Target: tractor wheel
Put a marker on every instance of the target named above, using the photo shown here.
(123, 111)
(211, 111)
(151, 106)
————————
### TASK OBJECTIVE
Reproduce the data above verbatim, line for line, with every character, number, and punctuation mark unchanged.

### RESULT FOR THIS EXERCISE
Target: tractor wheel
Put a marker on every instance of the target named above, using the photo shown here.
(123, 111)
(211, 111)
(151, 106)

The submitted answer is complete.